Stored data entries
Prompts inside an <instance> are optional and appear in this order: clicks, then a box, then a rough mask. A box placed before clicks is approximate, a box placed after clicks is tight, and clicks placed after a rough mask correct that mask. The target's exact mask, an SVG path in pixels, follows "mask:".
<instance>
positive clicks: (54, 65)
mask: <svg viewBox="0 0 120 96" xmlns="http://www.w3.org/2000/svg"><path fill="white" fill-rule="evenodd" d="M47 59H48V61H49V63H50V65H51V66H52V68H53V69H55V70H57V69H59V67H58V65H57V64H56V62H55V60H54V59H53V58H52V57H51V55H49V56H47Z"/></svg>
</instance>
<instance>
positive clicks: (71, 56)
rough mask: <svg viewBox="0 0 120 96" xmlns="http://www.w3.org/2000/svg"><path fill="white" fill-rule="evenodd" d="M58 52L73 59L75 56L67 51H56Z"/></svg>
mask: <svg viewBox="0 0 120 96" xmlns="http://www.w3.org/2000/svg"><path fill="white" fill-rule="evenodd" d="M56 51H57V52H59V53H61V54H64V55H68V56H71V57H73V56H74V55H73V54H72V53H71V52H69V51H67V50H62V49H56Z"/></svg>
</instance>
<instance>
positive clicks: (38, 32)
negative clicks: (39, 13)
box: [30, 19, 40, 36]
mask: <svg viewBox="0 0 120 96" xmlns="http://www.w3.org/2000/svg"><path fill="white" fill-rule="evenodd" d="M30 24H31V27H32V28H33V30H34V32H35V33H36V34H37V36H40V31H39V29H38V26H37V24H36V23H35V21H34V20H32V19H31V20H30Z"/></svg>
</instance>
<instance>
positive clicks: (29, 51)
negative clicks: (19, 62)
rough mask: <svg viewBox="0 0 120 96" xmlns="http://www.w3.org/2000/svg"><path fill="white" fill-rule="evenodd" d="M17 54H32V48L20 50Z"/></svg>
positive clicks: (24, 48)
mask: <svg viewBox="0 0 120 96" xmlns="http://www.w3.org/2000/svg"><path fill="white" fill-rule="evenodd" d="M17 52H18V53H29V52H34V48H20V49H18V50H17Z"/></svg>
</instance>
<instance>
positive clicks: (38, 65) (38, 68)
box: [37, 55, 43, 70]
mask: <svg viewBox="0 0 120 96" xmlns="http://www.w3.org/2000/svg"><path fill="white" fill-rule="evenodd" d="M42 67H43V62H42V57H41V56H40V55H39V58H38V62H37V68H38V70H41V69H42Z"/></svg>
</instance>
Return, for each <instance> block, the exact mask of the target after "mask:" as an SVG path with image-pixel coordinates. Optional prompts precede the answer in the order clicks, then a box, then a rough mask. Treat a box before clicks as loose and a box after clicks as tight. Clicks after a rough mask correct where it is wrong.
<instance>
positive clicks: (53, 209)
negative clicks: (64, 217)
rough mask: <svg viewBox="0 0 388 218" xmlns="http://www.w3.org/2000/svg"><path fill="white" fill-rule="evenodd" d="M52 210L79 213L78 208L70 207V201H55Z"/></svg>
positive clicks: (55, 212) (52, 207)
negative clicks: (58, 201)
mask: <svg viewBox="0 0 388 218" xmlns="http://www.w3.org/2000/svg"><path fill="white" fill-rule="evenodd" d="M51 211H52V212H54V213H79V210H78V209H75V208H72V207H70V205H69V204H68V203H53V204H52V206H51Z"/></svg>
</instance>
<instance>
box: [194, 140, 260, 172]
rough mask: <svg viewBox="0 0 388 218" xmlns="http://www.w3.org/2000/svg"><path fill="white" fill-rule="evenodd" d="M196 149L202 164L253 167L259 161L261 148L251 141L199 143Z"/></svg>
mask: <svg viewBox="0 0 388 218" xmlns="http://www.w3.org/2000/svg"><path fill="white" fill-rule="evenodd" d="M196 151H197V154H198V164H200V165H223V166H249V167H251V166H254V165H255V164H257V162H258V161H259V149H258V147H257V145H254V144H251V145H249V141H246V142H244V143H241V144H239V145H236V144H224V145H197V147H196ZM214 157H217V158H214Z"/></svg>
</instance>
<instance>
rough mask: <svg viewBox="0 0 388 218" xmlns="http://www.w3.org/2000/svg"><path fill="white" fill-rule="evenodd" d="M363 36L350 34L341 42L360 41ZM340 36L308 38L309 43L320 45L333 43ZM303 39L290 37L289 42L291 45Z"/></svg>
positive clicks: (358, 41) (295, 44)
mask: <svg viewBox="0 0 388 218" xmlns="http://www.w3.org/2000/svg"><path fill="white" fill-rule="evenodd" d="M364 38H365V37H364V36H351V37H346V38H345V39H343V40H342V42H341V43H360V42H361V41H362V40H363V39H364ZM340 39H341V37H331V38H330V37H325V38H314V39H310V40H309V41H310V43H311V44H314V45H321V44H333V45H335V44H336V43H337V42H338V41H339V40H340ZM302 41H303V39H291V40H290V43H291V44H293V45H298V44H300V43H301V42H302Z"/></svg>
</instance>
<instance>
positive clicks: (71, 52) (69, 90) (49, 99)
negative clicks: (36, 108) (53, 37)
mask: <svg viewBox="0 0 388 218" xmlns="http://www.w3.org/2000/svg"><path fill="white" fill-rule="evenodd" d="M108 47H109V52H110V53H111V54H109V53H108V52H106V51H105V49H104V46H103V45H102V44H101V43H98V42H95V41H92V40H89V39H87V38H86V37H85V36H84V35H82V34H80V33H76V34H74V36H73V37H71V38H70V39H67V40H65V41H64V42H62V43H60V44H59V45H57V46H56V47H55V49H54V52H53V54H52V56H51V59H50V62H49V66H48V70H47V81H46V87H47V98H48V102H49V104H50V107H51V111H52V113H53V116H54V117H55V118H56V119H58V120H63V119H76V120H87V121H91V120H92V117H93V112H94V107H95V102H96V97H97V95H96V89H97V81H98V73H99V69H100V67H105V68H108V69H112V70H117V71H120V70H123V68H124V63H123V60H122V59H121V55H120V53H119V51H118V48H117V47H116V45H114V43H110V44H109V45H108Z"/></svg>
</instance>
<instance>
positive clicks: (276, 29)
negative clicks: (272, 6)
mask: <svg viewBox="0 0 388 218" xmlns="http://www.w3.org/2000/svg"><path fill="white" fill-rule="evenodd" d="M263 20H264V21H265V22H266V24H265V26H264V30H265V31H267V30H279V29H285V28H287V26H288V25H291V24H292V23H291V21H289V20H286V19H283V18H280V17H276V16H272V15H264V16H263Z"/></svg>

## Problem requirements
When a line of the data holds the string "exact", pick it out and copy it.

## Your solution
Prompts inside an <instance> are optional and appear in this order: clicks, then a box, then a rough mask. A box placed before clicks is approximate, a box placed after clicks is tight, and clicks placed after a rough mask correct that mask. The target's exact mask, an SVG path in pixels, follows "mask:".
Return, for each <instance> block, the exact mask of the target after "mask:" as an SVG path with image-pixel coordinates. Optional prompts precede the answer in the order clicks, then a box, then a rough mask. Treat a box before clicks as loose and a box after clicks as tight. Clicks after a rough mask correct where it is wrong.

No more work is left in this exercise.